**WHAT YOU NEED TO DO:** Please return each of the entries exactly, minus their pictures.

**DATA UNDER STUDY:**
-=-=-

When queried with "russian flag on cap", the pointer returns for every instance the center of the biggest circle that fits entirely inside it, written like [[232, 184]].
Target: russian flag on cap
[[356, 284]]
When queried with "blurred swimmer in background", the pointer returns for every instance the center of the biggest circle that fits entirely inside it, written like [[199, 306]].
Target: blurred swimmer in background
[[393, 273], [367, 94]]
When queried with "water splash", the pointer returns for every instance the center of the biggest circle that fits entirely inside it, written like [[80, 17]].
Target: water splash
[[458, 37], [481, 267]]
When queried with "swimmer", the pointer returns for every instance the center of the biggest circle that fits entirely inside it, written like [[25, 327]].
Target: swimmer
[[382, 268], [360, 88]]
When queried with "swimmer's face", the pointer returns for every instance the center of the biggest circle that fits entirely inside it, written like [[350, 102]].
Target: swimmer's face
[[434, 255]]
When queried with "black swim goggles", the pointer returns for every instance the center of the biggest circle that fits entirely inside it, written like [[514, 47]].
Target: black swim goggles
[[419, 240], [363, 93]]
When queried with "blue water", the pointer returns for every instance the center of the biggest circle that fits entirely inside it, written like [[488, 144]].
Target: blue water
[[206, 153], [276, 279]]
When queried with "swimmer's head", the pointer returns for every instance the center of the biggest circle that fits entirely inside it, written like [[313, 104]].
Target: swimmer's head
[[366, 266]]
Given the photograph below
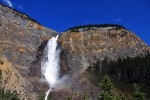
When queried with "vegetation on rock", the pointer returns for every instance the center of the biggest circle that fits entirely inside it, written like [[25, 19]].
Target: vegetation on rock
[[90, 27], [137, 94], [136, 69]]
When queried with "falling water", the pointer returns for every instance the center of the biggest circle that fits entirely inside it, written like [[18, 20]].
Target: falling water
[[50, 65]]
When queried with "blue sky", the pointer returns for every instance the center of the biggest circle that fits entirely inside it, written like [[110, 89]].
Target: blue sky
[[62, 14]]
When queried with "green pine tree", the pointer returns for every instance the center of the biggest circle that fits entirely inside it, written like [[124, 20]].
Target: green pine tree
[[107, 87], [137, 94]]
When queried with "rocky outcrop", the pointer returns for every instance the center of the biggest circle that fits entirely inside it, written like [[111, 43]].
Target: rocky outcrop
[[22, 41], [84, 47], [21, 44]]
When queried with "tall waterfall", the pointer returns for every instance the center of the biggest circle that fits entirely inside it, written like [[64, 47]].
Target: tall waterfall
[[50, 65]]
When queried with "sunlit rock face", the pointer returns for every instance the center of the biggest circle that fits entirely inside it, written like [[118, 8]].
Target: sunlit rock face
[[84, 47], [22, 42]]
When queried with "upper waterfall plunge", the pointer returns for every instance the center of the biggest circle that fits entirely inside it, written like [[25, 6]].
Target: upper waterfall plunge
[[50, 64]]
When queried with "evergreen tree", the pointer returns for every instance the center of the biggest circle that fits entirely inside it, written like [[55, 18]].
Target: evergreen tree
[[137, 94], [107, 87], [85, 96]]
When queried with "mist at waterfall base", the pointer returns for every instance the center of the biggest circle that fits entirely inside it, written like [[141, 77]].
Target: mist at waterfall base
[[50, 66]]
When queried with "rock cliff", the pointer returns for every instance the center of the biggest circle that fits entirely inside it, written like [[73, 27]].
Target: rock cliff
[[85, 46], [22, 41]]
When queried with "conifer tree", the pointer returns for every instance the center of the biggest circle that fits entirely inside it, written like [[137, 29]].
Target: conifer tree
[[107, 87], [137, 94]]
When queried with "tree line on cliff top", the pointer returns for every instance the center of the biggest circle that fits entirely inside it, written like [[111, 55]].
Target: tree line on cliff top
[[89, 27]]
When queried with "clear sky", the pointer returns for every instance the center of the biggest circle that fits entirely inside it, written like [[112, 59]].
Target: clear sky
[[62, 14]]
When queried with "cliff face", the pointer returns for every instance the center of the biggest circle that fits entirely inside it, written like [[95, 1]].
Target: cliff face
[[21, 43], [85, 47]]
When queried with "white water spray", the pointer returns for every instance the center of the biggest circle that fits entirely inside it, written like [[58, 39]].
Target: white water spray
[[50, 66]]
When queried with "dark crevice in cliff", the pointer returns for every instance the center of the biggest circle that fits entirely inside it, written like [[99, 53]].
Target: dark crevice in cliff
[[35, 68]]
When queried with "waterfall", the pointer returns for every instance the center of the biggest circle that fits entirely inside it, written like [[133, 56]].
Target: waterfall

-=-=-

**RESPONSE:**
When queried with "russian flag on cap", the pointer returns for every instance the center of the biggest circle that fits entirely inside it, written like [[232, 184]].
Target: russian flag on cap
[[356, 284]]
When queried with "blurred swimmer in background", the pointer returns for every instance the center of the biggest circle that fits entirely inside it, written like [[199, 306]].
Target: blurred swimmer in background
[[393, 273], [367, 94]]
When queried with "water splash", the pointer returns for every instance the center of the biggest circle that fits entirely inside it, written like [[80, 17]].
Target: water splash
[[458, 37], [481, 267]]
When queried with "swimmer", the pointer returns for every instance the center of the biggest circle that fits entirely inside it, written like [[25, 327]].
Target: swimmer
[[382, 268], [360, 88]]
When queried with "swimmer's face", the pointer returns for every instance the center of the biggest circle that fits entirely inside it, written like [[350, 102]].
Target: swimmer's face
[[434, 255]]
When queried with "black swim goggles", the pointer returns for every instance the center of the biggest circle that fits entirely inside it, written like [[514, 47]].
Target: black swim goggles
[[419, 240], [363, 93]]
When queried with "blue water", the pointer returns for every instance the center of the biggest circle that fits entirely inside it, written like [[488, 144]].
Target: blue water
[[206, 153], [276, 279]]
When queried with "swimmer's head", the pointer returns for every instance the center of the biggest circle that fits entirely inside it, written like [[313, 104]].
Target: swimmer's head
[[366, 266]]
Given the photograph below
When queried with "vegetation on rock", the pointer returns for every instance the center of the biggest circle that fits entirely inside it, written like [[25, 19]].
Target: vegetation on rock
[[90, 27], [137, 94], [136, 69]]
When queried with "falling water", the pointer returns for every instance the center of the biggest circle that fits entirely inside it, written like [[18, 20]].
Target: falling water
[[50, 65]]
When queried with "blue sky", the pointer returns for every instance the center of the biggest circle that fits entirely inside it, written like [[110, 89]].
Target: blue sky
[[62, 14]]
When queried with "green pine tree", the pointer returns for every instance the center of the biggest circle that fits entirely inside it, written like [[124, 20]].
Target: green pine tree
[[107, 87], [137, 94]]
When queried with "rocky outcrop", the pointer returns for every instance the center of the biggest circle that fits entirely inside it, written like [[111, 43]].
Target: rocky outcrop
[[22, 41], [84, 47], [21, 44]]
When queried with "tall waterfall", the pointer returns for every instance the center of the biggest circle that fits entirely inside it, written like [[64, 47]].
Target: tall waterfall
[[50, 65]]
When queried with "sunlit rock face", the pointer returns for every instance the center of the biggest circle that fits entirely inside it, written like [[118, 8]].
Target: sunlit rock face
[[84, 47], [22, 42]]
When queried with "upper waterfall plunge", the pointer returns for every instance the center of the biggest circle that fits entirely inside it, written like [[25, 6]].
Target: upper waterfall plunge
[[50, 64]]
When queried with "evergreen tree", the pointer returns for every instance the center of the biggest circle that fits entirely inside it, written like [[55, 18]].
Target: evergreen tree
[[137, 94], [107, 87], [85, 96]]
When queried with "mist at waterfall base", the pointer returns for every instance the center of the biggest circle that fits entirely inside it, written like [[141, 77]].
Target: mist at waterfall base
[[50, 66]]
When queried with "rock cliff", the pointer returns for every instance the center of the biggest circle that fits entirely inside it, written like [[73, 27]].
Target: rock cliff
[[85, 46], [22, 41]]
When queried with "conifer tree", the pointer returns for every instance the center of the biggest circle that fits entirely inside it, written like [[137, 29]].
Target: conifer tree
[[107, 87], [137, 94]]
When queried with "tree line on cliff top", the pointer returns for every instance the center of the biggest circle that fits entirely inside it, written like [[111, 55]].
Target: tree line on cliff top
[[89, 27]]
When queried with "clear sky", the pointer returns for every instance the center of the biggest circle that fits entirely inside it, written like [[112, 59]].
Target: clear sky
[[62, 14]]
When queried with "cliff face", the pointer returns for every instance the center of the biggest circle that fits entirely inside it, written like [[95, 1]].
Target: cliff face
[[21, 43], [85, 47]]
When queried with "white water spray", the pointer returns for every instance the center of the biggest circle that fits entirely inside it, written like [[58, 39]].
Target: white water spray
[[50, 66]]
When queried with "dark crevice in cliff", the pointer returns for every instance the center of the biggest circle that fits entirely inside it, written like [[99, 53]].
Target: dark crevice in cliff
[[35, 68]]
When queried with "waterfall", the pointer returns for every instance the center of the biggest circle that fits entirely inside it, written like [[133, 56]].
Target: waterfall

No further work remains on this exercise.